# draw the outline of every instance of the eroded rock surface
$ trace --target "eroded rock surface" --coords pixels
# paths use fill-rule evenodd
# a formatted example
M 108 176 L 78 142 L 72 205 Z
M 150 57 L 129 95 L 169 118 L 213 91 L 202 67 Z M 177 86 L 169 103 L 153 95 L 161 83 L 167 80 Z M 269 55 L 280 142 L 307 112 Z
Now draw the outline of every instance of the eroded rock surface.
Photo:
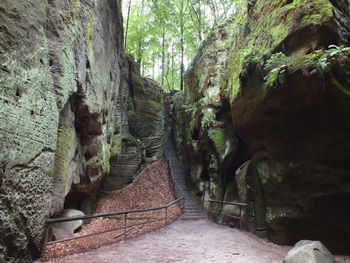
M 350 252 L 348 12 L 347 1 L 249 1 L 227 27 L 226 59 L 225 34 L 204 43 L 174 107 L 198 194 L 246 202 L 245 229 L 279 244 Z
M 129 112 L 146 114 L 139 100 L 155 85 L 135 72 L 144 90 L 133 94 L 120 0 L 4 0 L 0 28 L 0 261 L 30 262 L 46 218 L 64 207 L 90 213 L 103 175 L 112 166 L 119 176 L 118 138 L 140 140 L 130 149 L 138 156 L 131 178 L 150 161 L 142 151 L 161 155 L 153 139 L 162 136 L 163 109 L 160 100 L 145 104 L 156 128 L 133 134 L 139 116 Z
M 142 78 L 137 63 L 127 60 L 128 71 L 118 98 L 116 132 L 113 136 L 111 170 L 101 189 L 112 191 L 133 181 L 137 172 L 163 155 L 164 108 L 162 88 Z

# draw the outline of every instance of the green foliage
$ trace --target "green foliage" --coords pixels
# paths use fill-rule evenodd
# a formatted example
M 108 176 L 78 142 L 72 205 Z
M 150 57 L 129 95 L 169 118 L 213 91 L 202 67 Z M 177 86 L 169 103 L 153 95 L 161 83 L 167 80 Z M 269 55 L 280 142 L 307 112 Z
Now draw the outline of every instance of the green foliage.
M 278 0 L 256 1 L 253 9 L 243 10 L 237 18 L 241 33 L 236 37 L 227 62 L 227 81 L 223 84 L 225 96 L 233 101 L 238 95 L 241 87 L 240 74 L 244 72 L 247 61 L 261 62 L 274 50 L 281 50 L 283 42 L 293 32 L 333 23 L 332 10 L 333 6 L 328 0 L 294 0 L 290 3 Z M 300 58 L 297 53 L 288 55 L 293 59 Z M 284 59 L 282 54 L 279 56 Z M 283 74 L 279 74 L 283 64 L 291 66 L 291 63 L 285 63 L 288 61 L 274 60 L 275 58 L 270 58 L 270 63 L 265 65 L 268 69 L 265 88 L 273 86 L 276 81 L 283 81 Z M 275 62 L 277 64 L 273 65 Z
M 225 136 L 222 130 L 210 131 L 209 137 L 212 139 L 217 149 L 225 149 Z
M 336 45 L 330 45 L 328 47 L 328 50 L 325 50 L 324 55 L 319 58 L 318 63 L 322 70 L 325 70 L 328 66 L 328 60 L 332 57 L 339 56 L 339 55 L 349 55 L 350 54 L 350 47 L 344 47 L 344 46 L 336 46 Z
M 276 71 L 282 66 L 287 66 L 290 63 L 290 58 L 288 58 L 284 53 L 278 52 L 273 54 L 265 63 L 265 71 Z
M 264 69 L 267 75 L 264 77 L 265 83 L 263 88 L 267 89 L 276 84 L 277 81 L 283 82 L 283 73 L 291 63 L 291 59 L 287 57 L 284 53 L 278 52 L 273 54 L 265 63 Z
M 185 112 L 191 112 L 195 109 L 195 105 L 193 104 L 183 104 L 181 105 L 181 108 L 185 111 Z
M 209 128 L 212 122 L 215 120 L 215 112 L 212 108 L 207 108 L 203 110 L 203 116 L 201 120 L 202 128 Z
M 214 23 L 232 15 L 236 1 L 131 0 L 126 51 L 140 62 L 142 75 L 165 90 L 179 89 L 181 65 L 186 70 L 204 36 Z M 129 3 L 125 1 L 126 7 Z

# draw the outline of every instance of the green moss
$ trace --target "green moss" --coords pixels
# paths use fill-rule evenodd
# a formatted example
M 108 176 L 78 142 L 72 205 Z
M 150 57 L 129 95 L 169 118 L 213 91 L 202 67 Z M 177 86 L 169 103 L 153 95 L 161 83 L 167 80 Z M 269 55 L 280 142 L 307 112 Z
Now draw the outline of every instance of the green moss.
M 293 0 L 290 4 L 285 5 L 284 9 L 286 11 L 297 8 L 300 5 L 300 0 Z
M 123 143 L 125 144 L 140 144 L 140 140 L 135 138 L 129 133 L 121 133 L 118 134 L 113 142 L 112 142 L 112 147 L 111 147 L 111 156 L 116 155 L 122 148 Z
M 95 24 L 96 24 L 96 16 L 92 15 L 91 21 L 86 24 L 85 33 L 86 33 L 86 41 L 89 49 L 92 49 L 94 42 L 94 34 L 95 34 Z
M 220 151 L 225 149 L 225 136 L 223 130 L 210 131 L 209 138 L 213 141 L 216 149 Z
M 337 87 L 339 90 L 341 90 L 346 96 L 350 98 L 350 90 L 349 90 L 349 85 L 350 81 L 348 80 L 347 83 L 340 83 L 337 79 L 335 79 L 333 76 L 331 78 L 332 84 Z
M 203 116 L 201 119 L 201 127 L 206 129 L 211 126 L 212 122 L 215 120 L 215 112 L 212 108 L 205 108 L 202 111 Z
M 308 15 L 303 17 L 301 26 L 320 25 L 327 23 L 333 18 L 333 6 L 329 1 L 314 0 L 303 6 L 305 13 Z
M 92 46 L 92 41 L 94 39 L 94 25 L 92 23 L 86 24 L 86 39 L 88 45 Z
M 190 122 L 186 126 L 186 137 L 189 140 L 192 140 L 192 134 L 193 134 L 193 131 L 195 129 L 195 125 L 196 125 L 196 118 L 191 118 Z
M 74 25 L 76 23 L 80 9 L 81 9 L 80 0 L 71 0 L 71 16 L 69 18 L 69 23 L 71 25 Z
M 277 46 L 279 45 L 287 36 L 288 33 L 290 33 L 288 30 L 286 30 L 286 25 L 284 23 L 274 25 L 270 29 L 270 33 L 272 36 L 272 45 Z
M 110 152 L 105 152 L 102 157 L 102 164 L 103 164 L 103 173 L 107 174 L 111 170 L 111 164 L 109 162 L 111 155 Z
M 69 165 L 72 159 L 72 129 L 60 124 L 58 129 L 57 149 L 55 155 L 54 174 L 66 185 Z
M 79 12 L 79 9 L 81 7 L 80 0 L 72 0 L 71 1 L 71 8 L 72 8 L 72 13 L 77 14 Z
M 138 89 L 142 93 L 144 93 L 144 91 L 145 91 L 145 87 L 144 87 L 145 83 L 144 83 L 143 77 L 137 72 L 132 72 L 131 73 L 131 79 L 132 79 L 134 88 Z
M 247 62 L 263 63 L 266 57 L 278 49 L 283 41 L 305 27 L 333 22 L 332 5 L 328 0 L 294 0 L 285 5 L 284 1 L 257 0 L 250 15 L 246 13 L 237 18 L 245 27 L 240 30 L 227 63 L 226 83 L 223 94 L 231 101 L 239 93 L 240 75 Z M 301 19 L 302 18 L 302 19 Z M 243 22 L 245 21 L 245 22 Z M 304 56 L 304 54 L 291 54 Z M 266 77 L 267 86 L 278 79 L 273 73 Z
M 122 148 L 122 138 L 117 137 L 114 139 L 112 142 L 112 147 L 111 147 L 111 156 L 116 155 Z

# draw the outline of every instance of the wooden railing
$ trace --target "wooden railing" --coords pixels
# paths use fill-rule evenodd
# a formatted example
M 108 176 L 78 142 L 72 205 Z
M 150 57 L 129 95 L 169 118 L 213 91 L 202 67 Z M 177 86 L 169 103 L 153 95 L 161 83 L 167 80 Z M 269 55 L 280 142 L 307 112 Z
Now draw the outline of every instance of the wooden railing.
M 239 215 L 227 215 L 227 214 L 215 213 L 215 212 L 210 212 L 210 213 L 211 213 L 211 214 L 215 214 L 215 215 L 226 216 L 226 217 L 229 217 L 229 218 L 238 219 L 238 220 L 239 220 L 239 229 L 242 230 L 242 208 L 243 208 L 243 207 L 246 207 L 247 204 L 245 204 L 245 203 L 240 203 L 240 202 L 228 202 L 228 201 L 211 200 L 211 199 L 209 199 L 208 202 L 210 202 L 210 203 L 216 203 L 216 204 L 222 204 L 222 205 L 233 205 L 233 206 L 237 206 L 237 207 L 239 208 Z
....
Each line above holding the word "pixels" counts; reply with how many there are, only the number.

ANSWER TO THE PROBLEM: 4